**What is expected:** Collect every line of the data below that contains the word "shirt".

**Extracted information:**
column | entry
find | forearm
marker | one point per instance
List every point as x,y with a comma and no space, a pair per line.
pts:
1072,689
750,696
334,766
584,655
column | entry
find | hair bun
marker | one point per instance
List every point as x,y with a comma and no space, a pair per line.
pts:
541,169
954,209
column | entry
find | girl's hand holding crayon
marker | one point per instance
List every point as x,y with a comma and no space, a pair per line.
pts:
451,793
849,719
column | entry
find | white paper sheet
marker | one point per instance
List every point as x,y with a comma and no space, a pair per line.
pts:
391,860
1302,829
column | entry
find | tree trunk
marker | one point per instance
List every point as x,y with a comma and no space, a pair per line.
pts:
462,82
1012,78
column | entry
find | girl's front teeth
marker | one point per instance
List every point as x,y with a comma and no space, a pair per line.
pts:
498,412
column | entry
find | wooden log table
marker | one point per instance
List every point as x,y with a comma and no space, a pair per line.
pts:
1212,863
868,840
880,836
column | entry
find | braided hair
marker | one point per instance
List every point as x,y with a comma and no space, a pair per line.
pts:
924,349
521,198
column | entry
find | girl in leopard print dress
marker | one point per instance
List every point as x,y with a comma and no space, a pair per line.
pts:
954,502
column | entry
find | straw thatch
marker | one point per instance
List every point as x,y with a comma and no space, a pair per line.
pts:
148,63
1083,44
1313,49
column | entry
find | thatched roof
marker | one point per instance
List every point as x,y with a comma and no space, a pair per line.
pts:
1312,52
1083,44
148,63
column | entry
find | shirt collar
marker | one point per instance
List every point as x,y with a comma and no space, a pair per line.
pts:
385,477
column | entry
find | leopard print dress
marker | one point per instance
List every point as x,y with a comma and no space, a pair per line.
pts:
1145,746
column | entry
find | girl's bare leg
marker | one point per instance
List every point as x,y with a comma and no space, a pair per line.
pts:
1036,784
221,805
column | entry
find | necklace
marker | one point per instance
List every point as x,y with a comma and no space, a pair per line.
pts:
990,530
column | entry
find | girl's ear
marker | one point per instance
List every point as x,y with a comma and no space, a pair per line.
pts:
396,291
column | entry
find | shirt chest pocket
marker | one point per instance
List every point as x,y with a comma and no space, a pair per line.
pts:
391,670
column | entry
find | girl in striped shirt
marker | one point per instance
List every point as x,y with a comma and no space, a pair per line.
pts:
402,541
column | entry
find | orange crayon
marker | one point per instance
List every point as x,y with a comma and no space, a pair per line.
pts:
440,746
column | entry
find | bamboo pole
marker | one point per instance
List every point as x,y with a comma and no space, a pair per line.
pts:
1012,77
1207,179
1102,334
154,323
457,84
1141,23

**Exercise solution:**
find | shirt collar
find | shirt chest pocket
find | girl in striped shirt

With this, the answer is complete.